───── FRAGMENTO PARA LEER ─────

En los últimos tiempos han aparecido episodios muy llamativos, en que algunos jueces han pretendido, de modo espectacular, erigirse, como dice Montesquieu, en legisladores y aún en titulares del poder administrador. Es una tendencia muy peligrosa, tanto como pueden serlo los desbordes de cualquiera de los otros poderes sobre la independencia judicial. Naturalmente, estamos hablando de episodios, nada más, en el marco de una actuación del Poder Judicial que sirve con seriedad a los valores de la República. Este respeto general de que goza nuestra Justicia, no inhibe, naturalmente, que podamos discutir públicamente algunos de esos fallos específicos, cuando se advierte que van más allá del derecho y de los necesarios equilibrios de las instituciones.
Ya ocurrió con un magistrado que le ordenó al Poder Ejecutivo otorgar vivienda a ciertos ciudadanos, como si los derechos programáticos de la Constitución pudieran ser ejecutables a cualquier precio y circunstancia. Ahora estamos ante un caso que por su naturaleza sacude a toda la sociedad.
Impedir una campaña de vacunación, que no es obligatoria, cuando el Poder Ejecutivo se basa en un asesoramiento científico incuestionable, es un episodio grave. Máxime cuando ello se hace con la "barra" movilizada en la puerta del Juzgado, celebrando el ataque a las vacunas de las que prejuiciosamente vituperan, sin base científica alguna. Es lo que Alain Finkielkraut explica, en La Derrota del Pensamiento, mostrando como esos grupos de movilización toman una bandera y "cancelan" toda clase de razonamiento, por la descalificación de quien piense distinto, ubicado siempre en el territorio difuso de la inmoralidad o el sometimiento a un poder espurio. Es la tiranía de los grupos organizados. Una suerte de "tribalización" que se asienta cómodamente en el manejo de las redes.

───── FILAS PROPORCIONADAS ─────

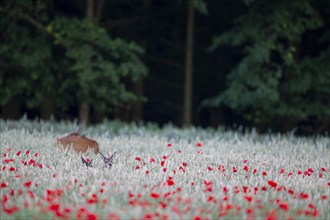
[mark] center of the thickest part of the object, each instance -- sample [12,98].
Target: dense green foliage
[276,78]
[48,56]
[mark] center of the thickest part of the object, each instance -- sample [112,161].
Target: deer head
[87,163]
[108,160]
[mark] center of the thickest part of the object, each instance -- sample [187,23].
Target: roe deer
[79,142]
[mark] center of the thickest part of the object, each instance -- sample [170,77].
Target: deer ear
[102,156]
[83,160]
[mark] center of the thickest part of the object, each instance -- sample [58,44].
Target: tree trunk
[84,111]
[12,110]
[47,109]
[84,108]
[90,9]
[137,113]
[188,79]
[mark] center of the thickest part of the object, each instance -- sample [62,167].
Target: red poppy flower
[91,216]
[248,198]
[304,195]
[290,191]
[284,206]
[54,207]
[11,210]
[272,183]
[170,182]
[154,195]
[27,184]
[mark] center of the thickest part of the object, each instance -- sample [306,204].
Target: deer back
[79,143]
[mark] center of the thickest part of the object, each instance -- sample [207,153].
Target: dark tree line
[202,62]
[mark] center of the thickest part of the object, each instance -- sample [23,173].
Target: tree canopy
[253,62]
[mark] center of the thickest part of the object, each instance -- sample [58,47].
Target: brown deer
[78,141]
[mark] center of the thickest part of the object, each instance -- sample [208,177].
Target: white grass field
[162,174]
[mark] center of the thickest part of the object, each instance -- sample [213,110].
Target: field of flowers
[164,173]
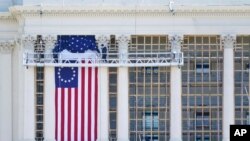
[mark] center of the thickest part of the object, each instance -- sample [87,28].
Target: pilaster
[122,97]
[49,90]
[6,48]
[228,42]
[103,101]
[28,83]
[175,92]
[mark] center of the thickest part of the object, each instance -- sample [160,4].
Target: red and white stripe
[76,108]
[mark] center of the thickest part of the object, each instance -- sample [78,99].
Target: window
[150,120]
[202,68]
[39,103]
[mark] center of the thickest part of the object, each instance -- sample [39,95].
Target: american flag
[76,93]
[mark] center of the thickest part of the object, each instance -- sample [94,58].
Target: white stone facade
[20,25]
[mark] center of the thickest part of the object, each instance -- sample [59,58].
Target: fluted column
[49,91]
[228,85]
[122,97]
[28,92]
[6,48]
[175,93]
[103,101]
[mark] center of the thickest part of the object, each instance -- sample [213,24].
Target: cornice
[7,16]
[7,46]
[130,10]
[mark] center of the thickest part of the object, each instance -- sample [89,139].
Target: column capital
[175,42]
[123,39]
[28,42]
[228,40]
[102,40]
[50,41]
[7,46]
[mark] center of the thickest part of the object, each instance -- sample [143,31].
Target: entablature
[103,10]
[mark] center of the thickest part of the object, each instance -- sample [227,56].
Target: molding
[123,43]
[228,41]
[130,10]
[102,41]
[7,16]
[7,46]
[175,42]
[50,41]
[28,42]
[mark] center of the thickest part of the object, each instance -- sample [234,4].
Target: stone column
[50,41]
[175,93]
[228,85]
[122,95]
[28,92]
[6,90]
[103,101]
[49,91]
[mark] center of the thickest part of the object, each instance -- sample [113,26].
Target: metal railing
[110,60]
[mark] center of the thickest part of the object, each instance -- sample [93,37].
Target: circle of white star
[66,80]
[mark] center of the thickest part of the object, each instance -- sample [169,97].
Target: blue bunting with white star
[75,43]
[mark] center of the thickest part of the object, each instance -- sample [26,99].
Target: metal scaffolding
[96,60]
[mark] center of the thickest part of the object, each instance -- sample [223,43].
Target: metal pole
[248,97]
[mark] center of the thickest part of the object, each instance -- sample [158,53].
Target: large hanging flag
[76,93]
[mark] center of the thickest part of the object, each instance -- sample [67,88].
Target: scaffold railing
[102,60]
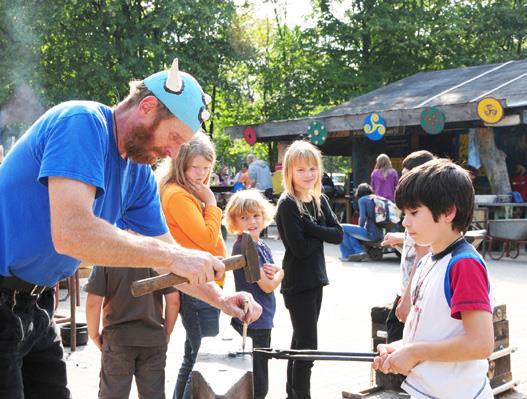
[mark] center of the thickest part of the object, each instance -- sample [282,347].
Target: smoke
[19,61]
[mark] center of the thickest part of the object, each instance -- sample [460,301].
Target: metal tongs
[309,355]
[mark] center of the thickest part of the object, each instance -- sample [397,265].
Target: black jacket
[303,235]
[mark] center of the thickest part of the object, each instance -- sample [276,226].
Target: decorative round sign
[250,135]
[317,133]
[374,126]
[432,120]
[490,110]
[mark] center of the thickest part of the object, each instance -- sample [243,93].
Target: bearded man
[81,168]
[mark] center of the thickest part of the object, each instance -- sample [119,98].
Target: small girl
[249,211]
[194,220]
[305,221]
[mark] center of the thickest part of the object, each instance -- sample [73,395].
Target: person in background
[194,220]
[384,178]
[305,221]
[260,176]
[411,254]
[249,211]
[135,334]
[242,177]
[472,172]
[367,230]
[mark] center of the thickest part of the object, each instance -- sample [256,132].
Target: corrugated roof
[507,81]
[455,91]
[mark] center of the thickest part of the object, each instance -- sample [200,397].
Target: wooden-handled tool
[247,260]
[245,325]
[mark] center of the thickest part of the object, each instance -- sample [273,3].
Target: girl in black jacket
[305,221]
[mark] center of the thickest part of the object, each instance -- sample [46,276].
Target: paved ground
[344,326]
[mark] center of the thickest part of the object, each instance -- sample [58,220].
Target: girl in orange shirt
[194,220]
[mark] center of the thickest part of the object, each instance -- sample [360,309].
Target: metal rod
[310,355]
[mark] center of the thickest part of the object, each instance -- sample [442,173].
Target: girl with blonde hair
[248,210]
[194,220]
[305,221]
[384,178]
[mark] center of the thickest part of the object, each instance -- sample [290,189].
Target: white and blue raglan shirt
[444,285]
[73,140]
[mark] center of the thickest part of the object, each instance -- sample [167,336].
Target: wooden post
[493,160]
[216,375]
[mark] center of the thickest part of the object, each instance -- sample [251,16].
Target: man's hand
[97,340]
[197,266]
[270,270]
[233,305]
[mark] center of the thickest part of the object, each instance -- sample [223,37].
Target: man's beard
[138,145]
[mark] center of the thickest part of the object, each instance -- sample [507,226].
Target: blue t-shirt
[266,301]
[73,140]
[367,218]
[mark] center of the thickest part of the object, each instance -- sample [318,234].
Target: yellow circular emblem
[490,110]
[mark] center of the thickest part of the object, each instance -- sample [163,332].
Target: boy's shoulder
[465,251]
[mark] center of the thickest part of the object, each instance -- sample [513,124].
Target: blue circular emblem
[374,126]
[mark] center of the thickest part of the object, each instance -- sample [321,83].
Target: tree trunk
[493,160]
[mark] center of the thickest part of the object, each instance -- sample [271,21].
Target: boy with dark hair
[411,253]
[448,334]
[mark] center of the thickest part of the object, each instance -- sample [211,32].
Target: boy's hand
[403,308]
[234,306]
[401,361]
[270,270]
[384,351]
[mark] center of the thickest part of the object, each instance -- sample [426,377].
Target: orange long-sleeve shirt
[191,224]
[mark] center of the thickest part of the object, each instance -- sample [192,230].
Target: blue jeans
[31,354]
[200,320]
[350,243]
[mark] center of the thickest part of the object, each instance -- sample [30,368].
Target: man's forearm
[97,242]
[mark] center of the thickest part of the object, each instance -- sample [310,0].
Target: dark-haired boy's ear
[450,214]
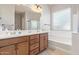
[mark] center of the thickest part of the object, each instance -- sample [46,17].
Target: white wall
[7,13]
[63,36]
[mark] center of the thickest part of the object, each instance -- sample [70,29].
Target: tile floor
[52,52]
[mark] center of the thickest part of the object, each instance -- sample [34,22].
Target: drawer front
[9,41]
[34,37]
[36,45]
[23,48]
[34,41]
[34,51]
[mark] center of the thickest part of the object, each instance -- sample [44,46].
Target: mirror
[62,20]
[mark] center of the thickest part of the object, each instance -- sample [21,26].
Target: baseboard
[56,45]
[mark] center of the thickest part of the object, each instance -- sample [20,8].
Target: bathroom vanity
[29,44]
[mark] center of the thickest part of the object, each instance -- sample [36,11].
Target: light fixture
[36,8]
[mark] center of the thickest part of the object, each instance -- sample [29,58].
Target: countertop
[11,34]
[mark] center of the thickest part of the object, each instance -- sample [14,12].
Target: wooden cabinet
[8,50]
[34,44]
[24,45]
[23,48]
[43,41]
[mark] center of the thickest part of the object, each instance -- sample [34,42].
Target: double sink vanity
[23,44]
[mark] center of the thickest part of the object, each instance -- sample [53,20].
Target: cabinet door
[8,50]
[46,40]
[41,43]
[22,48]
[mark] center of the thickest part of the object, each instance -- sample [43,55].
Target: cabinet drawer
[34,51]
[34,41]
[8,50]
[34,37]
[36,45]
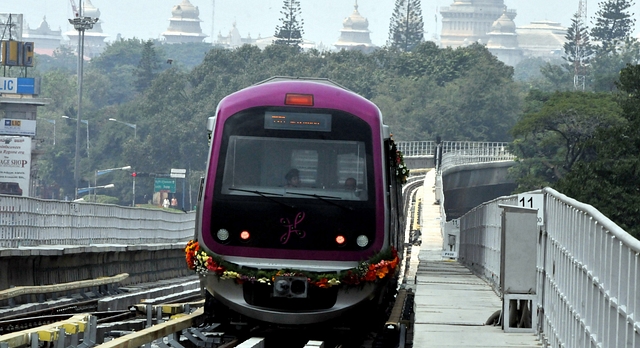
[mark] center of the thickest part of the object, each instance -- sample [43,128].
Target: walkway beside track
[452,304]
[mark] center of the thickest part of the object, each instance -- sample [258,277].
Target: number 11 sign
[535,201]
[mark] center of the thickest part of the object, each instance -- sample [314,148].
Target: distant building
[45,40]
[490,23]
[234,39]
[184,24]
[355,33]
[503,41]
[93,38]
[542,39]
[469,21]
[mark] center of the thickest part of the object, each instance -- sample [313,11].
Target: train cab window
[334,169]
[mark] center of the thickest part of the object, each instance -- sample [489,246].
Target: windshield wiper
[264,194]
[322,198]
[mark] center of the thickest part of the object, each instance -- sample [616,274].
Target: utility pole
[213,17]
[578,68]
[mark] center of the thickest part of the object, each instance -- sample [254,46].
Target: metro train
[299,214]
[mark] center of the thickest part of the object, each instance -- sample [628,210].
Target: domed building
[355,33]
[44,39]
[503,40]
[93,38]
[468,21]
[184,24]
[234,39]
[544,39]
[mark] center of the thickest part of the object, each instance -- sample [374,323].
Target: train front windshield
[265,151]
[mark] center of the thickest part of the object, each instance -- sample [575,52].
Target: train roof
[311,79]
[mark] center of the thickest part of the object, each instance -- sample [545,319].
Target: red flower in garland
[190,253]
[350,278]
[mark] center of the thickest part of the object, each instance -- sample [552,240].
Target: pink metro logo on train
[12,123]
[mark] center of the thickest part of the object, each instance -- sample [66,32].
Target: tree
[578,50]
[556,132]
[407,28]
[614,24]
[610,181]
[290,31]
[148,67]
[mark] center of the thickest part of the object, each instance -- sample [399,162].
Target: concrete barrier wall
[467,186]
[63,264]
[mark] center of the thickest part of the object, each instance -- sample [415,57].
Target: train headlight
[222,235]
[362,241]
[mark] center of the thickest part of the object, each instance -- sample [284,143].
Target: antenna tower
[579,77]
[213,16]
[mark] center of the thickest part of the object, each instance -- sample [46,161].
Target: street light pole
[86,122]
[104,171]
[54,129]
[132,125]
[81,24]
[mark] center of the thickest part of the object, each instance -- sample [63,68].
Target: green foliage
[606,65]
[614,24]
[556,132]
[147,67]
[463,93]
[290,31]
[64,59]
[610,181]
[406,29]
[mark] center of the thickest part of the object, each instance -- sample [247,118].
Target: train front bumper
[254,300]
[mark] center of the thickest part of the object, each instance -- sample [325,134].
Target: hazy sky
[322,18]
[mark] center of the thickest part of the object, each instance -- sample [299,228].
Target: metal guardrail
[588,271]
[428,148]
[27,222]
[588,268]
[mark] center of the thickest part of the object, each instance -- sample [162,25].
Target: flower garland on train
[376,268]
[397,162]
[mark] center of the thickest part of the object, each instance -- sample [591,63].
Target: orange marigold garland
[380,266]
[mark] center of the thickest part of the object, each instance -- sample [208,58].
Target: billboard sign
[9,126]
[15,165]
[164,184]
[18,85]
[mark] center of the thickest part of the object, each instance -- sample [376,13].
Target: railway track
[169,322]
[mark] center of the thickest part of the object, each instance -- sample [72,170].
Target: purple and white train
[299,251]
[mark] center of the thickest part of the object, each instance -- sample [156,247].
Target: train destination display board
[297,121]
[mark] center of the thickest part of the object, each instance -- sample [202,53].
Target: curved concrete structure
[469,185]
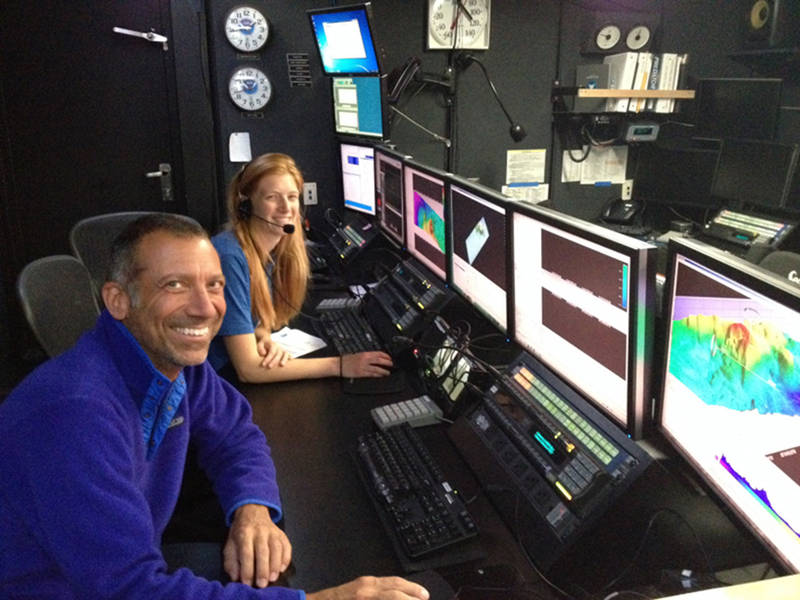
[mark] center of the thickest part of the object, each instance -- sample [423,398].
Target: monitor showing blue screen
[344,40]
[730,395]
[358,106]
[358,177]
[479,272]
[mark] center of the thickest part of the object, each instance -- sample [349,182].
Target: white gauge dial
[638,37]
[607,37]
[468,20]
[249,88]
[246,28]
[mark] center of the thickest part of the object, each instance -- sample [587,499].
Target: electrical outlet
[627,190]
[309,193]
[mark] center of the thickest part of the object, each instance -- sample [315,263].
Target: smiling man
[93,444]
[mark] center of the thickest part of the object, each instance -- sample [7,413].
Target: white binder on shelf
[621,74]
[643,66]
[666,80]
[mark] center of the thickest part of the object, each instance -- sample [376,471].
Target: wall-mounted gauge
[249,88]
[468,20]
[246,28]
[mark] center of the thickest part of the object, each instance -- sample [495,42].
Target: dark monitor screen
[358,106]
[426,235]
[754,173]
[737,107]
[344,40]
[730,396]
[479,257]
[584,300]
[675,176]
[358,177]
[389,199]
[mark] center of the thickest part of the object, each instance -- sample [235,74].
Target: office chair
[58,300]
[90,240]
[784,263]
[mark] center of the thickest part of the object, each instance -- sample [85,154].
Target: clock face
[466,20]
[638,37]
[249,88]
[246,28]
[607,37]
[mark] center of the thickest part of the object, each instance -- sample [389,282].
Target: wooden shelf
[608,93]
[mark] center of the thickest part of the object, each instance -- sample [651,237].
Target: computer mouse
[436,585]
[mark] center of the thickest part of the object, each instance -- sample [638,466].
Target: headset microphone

─────

## OBJETIVO DE LA TAREA
Traduce al inglés la siguiente oración del fragmento sobre los fallos judiciales: "Es una tendencia muy peligrosa, tanto como pueden serlo los desbordes de cualquiera de los otros poderes sobre la independencia judicial."

## SOLUCIÓN DEL PROBLEMA
It is a very dangerous trend, as dangerous as any overreach by the other branches of government on judicial independence can be.